Bizden önce vardılar, bizden sonra da da var olacaklar.
Şimdi sizi biraz bu Eski Türkiye kalabalığına sokayım.
Girişte ilk rastladığım çift Ümit ve Cem Boyner’di.
İkisi de Türkiye’nin yaşsız insanlarından.
Her zaman neşeli ve iyimserler.
Son 10 yılda Ayvalık’ta gelişen bir Eski Türkiye Cemaati var.
Cemaati toplum anlamında kullanıyorum.
Hepsi orada aynı zamanda zeytinyağı üretiyor ve tanıdıklarına gönderiyorlar.
Bu yılki yeni ürünü yılbaşı hediyesi olarak göndermeye başlamışlar.
Ayvalık cemaatinin bir başka ünlüsü Coca Cola’nın eski başkanı Muhtar Kent.
Onunkiler henüz gelmedi.
Yine o cemaatin ünlülerinden Suzan Sabancı ise göndermeye başladı.
Bu yıl şişelerinin iki özelliği var.
Estetiği daha da artmış ve boşandığı için bu defa tek imzalı geldi.
Yani sadece Suzan Sabancı olarak.
Göcek ve Muğla tarafının zeytinyağı üreticisi ünlüler ise Erol Tabanca ve Murat Vargı…
Ayrıca Arzuhan ve Mehmet Ali Yalçındağ’dan da bu yılın Cennetkoy rekoltesi ürün geldi.
Sadece şunu söyleyeyim..
════════
Görevler:
A: Eski Türkiye yazısına göre Suzan Sabancı'nın bu yılki zeytinyağı şişeleri neden tek imzalı geldi? Bir ila üç cümleyle açıklayın.
B: Lütfen Eski Türkiye yazısını son cümlesinden sonra gelecek biçimde devam ettirin.

Veri Bölümü:
════════
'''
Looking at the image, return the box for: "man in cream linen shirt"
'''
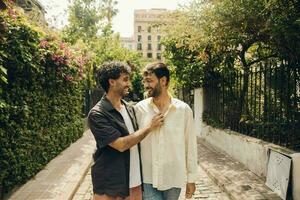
════════
Görev Yanıtları:
A: Suzan Sabancı boşandığı için bu yılki şişeler tek imzalı, yani yalnızca "Suzan Sabancı" adıyla geldi.

B:
Eski Türkiye zenginleri çok iyi zeytinyağı yapmayı öğrendi.
Biraz sonra Cem Hakko’ya rastlıyorum ve onunla Eski Türkiye’nin Bolu kanadını konuşuyoruz.
Kahve Dünyasının sahibi Birol Altınkılıç eşi Alev Altınkılıç ile Ronit ve Cem Hakko o kesimin önde gelenlerinden.
Ayrıca Caroline Koç da.
Ronit ve Cem Hakko’nun harika iki Akbaş köpeği var.
İki yıldır bahçelerine ayı iniyormuş.
Ayrıca iş dünyasının önde gelenlerinden Aldo Kaslowski, Sinan Tara, Mehmet Dereli Bolu kanadının da önde gelen isimleri.
Bulunduğumuz yere biraz sonra tanıdık bir sima daha geliyor.
Mehmet Ağar.
Son Denizbank olayında adı çok geçmişti, epeydir görmüyordum.
Kilo vermiş.
Biraz sohbet ettik.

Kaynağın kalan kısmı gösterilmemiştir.